* Selected excerpt:
“This violence targets beyond the individual victim—it strikes an entire community, turning a symbol of life into one of death,” said retired district court judge Nava Ben-Or, a co-author of the Dinah Project report on the severe sexual violence perpetrated by Hamas terrorists, during a Wednesday morning interview with Ynet.
Reflecting on her career handling grave cases, she described the report’s compilation as uniquely challenging. “It’s profoundly different because the phenomenon itself is distinct,” she said. “Sexual violence in war zones fundamentally differs from ‘ordinary’ sexual violence. It’s aimed not just at the victim but at their entire community.”
According to Ben-Or, this violence is not merely personal harm but a paralyzing message. “It says: we will attack what symbolizes life in human culture and destroy it by transforming it into a symbol of death,” she explained.
Addressing this phenomenon within the affected community involves confronting a collective wound, not just individual suffering. “It’s incredibly complex and difficult but it also counters the sense of helplessness by taking action,” she added.

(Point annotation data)
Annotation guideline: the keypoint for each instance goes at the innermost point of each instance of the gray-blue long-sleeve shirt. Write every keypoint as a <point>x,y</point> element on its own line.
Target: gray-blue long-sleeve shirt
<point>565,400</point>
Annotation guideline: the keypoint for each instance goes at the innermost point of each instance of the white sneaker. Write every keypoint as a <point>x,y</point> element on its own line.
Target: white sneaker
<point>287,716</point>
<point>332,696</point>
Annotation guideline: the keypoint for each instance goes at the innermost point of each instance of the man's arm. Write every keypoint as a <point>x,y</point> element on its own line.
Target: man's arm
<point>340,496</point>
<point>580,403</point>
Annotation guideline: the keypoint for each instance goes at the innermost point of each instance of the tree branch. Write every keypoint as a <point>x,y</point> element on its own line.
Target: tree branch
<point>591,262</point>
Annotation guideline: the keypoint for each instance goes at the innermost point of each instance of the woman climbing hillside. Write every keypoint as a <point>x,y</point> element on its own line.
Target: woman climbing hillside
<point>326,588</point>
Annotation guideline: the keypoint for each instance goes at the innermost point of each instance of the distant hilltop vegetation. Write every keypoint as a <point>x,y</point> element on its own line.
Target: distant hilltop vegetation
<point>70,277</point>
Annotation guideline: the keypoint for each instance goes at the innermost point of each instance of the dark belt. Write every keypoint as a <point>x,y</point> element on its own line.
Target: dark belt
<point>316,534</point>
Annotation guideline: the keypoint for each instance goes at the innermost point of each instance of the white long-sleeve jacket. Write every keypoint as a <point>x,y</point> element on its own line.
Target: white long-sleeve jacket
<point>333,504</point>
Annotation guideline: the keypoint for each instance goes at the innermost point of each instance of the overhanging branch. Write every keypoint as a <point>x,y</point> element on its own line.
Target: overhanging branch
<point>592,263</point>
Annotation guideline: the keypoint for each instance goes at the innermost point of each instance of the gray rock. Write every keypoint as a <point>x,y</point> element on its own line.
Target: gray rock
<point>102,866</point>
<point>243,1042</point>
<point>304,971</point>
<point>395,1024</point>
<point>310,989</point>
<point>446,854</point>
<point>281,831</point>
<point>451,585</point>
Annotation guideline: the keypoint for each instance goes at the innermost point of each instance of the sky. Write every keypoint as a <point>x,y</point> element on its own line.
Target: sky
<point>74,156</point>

* Written request 1:
Rewrite the paragraph of the Dinah Project passage that begins "Reflecting on her career" more briefly, keeping its main facts.
* Written request 2:
Continue the Dinah Project passage from its last sentence.

* Result 1:
Ben-Or said that, compared with the grave cases of her career, compiling the report was uniquely challenging because wartime sexual violence is a distinct phenomenon. Unlike "ordinary" sexual violence, it targets not only the victim but the victim's entire community.

* Result 2:
On Hamas’s use of sexual violence as a tactical weapon, Ben-Or emphasized it was clearly systematic from the outset. “As soon as reports, rumors and statements emerged, and evidence from the ground accumulated, it was evident,” she said.
This was corroborated by a UN under-secretary-general’s report on sexual violence in war, which identified a recurring pattern across multiple sites, ruling out isolated incidents. “This wasn’t a sporadic attack by an individual during the invasion of Israel,” she noted.
Israel holds Nukhba terrorists involved in the October 7 massacre and rapes. Ben-Or explained that the comprehensive report serves two primary purposes: legal accountability and international awareness. Legally, it aids in shaping frameworks for prosecuting perpetrators when identifying specific culprits among detained terrorists is challenging and evidence evaluation is complex.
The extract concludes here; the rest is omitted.